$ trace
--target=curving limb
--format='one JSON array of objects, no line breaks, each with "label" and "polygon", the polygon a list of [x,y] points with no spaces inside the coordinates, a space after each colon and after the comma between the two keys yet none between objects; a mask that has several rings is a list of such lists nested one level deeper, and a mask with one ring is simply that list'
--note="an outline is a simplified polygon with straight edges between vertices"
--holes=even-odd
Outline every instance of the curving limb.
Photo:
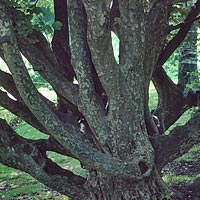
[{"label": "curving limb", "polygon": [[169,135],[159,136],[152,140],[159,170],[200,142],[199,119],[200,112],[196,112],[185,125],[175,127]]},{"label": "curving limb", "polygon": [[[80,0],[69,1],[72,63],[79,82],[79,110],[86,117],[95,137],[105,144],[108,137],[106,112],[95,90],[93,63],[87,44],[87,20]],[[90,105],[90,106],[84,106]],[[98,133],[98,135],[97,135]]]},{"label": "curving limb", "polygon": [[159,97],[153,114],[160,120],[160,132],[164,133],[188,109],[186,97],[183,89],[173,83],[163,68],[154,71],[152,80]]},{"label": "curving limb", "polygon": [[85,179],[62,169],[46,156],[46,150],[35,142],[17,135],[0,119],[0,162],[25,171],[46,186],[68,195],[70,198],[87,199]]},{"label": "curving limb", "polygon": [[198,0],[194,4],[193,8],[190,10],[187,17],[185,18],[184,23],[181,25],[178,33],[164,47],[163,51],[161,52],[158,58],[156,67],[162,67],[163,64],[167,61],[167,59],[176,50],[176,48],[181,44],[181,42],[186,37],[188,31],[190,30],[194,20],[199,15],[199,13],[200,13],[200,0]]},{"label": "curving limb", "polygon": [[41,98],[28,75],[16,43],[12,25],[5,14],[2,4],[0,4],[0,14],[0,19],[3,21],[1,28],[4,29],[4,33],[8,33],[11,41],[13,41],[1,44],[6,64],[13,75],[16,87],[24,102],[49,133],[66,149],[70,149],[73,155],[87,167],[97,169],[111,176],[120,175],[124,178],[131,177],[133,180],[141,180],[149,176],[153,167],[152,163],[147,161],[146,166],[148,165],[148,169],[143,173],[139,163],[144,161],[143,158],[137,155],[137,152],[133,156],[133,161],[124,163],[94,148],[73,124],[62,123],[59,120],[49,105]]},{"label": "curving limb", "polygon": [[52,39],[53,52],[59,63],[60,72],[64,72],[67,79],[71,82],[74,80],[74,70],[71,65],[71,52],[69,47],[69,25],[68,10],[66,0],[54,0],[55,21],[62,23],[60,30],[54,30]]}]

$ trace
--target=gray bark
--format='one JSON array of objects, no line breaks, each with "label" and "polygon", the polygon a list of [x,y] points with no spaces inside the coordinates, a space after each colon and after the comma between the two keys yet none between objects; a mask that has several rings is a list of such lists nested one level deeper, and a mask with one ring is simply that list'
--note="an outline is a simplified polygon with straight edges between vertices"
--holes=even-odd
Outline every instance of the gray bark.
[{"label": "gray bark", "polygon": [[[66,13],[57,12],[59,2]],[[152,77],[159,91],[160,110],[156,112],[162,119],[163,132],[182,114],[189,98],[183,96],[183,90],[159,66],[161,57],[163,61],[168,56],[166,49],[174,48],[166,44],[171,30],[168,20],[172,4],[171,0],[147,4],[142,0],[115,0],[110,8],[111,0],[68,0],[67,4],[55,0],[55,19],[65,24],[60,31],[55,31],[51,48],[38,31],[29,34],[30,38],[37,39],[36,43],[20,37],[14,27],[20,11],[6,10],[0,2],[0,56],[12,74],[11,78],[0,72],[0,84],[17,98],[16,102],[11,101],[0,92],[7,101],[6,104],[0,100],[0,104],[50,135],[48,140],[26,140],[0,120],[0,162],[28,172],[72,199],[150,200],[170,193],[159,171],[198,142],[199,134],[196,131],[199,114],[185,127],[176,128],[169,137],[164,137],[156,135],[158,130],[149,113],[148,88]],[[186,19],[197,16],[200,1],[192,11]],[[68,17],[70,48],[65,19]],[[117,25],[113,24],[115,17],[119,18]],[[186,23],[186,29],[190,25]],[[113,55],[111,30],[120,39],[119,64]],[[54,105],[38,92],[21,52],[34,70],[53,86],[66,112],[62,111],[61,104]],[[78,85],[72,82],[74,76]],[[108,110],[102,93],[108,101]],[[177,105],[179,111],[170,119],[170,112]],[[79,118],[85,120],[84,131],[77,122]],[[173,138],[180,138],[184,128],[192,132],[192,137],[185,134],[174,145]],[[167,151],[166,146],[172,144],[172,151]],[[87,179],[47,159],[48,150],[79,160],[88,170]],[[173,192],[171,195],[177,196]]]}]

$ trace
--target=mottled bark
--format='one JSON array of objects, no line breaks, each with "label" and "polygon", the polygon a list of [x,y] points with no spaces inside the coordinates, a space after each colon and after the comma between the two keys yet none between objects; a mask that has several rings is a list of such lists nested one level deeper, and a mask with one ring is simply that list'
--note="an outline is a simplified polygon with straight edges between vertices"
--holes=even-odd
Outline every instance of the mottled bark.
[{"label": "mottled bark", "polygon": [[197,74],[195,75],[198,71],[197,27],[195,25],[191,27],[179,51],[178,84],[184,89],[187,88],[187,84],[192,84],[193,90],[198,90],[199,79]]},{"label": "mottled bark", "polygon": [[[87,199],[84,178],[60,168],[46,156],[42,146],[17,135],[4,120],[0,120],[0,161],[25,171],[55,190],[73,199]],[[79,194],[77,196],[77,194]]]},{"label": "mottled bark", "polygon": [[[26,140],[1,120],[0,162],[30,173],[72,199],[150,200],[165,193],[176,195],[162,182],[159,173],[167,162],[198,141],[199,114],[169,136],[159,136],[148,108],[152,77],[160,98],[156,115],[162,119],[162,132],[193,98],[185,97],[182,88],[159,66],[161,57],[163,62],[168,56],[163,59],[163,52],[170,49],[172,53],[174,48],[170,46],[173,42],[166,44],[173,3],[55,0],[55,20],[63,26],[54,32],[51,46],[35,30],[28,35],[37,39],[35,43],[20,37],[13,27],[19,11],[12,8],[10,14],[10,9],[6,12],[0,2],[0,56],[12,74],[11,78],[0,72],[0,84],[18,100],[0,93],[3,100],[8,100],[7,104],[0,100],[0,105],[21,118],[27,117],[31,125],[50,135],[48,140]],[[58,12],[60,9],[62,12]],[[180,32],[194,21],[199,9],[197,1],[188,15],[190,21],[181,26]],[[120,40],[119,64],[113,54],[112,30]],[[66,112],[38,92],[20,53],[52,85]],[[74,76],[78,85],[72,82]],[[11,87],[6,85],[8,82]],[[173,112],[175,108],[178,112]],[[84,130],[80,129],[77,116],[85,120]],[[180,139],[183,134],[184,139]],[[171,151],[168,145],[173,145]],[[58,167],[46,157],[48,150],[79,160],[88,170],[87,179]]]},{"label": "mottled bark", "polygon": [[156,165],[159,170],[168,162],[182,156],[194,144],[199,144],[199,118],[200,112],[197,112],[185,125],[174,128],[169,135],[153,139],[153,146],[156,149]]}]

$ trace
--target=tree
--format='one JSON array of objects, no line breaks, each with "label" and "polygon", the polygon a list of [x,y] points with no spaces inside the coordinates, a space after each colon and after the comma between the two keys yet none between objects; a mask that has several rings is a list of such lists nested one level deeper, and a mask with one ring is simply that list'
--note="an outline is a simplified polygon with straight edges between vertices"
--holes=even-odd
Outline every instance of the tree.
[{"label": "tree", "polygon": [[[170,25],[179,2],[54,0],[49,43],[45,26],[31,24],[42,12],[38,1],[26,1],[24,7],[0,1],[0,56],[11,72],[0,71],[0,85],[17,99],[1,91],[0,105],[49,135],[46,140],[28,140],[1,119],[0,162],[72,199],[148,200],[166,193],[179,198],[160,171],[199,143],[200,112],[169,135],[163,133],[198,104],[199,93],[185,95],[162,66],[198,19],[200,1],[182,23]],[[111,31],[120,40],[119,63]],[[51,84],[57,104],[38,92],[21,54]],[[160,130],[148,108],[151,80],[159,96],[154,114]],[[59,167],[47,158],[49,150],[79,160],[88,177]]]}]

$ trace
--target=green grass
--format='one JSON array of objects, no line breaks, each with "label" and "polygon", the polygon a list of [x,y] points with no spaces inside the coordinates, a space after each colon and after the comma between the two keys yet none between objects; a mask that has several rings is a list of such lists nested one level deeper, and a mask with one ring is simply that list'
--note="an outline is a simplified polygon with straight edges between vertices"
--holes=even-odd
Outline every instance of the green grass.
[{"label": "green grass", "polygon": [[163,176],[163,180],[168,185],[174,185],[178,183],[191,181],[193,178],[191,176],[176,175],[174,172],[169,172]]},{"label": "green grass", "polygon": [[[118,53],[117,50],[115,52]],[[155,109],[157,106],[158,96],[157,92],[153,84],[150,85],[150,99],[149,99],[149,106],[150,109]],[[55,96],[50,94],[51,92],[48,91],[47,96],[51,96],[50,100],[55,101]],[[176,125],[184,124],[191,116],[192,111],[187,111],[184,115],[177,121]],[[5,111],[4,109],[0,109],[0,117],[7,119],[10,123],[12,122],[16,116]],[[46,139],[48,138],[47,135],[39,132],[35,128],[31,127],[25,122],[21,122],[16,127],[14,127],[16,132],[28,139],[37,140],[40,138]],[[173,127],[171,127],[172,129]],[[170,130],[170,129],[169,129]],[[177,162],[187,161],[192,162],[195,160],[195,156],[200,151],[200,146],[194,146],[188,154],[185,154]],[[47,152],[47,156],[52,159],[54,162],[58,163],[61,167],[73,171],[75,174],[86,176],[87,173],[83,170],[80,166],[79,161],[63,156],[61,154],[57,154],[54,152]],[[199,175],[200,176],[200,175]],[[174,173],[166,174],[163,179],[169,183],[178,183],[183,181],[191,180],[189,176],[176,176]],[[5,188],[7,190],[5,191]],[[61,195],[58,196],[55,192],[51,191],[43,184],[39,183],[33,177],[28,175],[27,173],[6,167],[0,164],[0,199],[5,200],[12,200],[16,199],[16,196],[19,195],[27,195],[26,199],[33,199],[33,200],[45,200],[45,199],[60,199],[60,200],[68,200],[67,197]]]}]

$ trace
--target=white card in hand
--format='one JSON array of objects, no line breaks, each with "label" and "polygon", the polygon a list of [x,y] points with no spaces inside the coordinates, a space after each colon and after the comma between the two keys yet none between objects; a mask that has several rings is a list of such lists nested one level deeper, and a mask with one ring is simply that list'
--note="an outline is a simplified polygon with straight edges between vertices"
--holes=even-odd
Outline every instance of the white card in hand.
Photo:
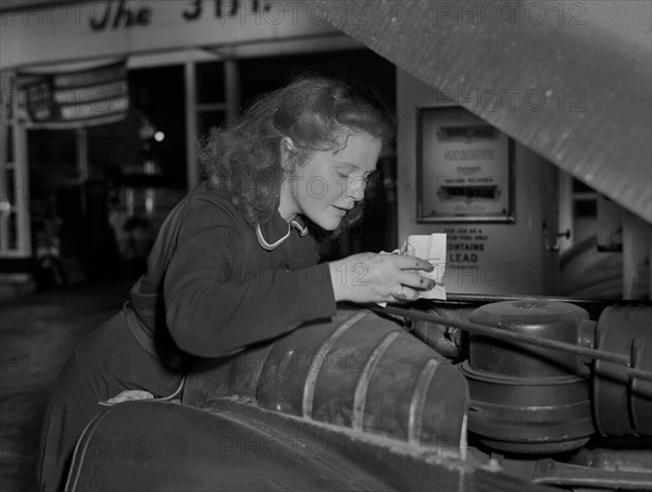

-*-*-

Count how many lines of the items above contain the string "white". Case counts, so treat uppercase and lowercase letters as different, and give only the number.

Completed exercise:
2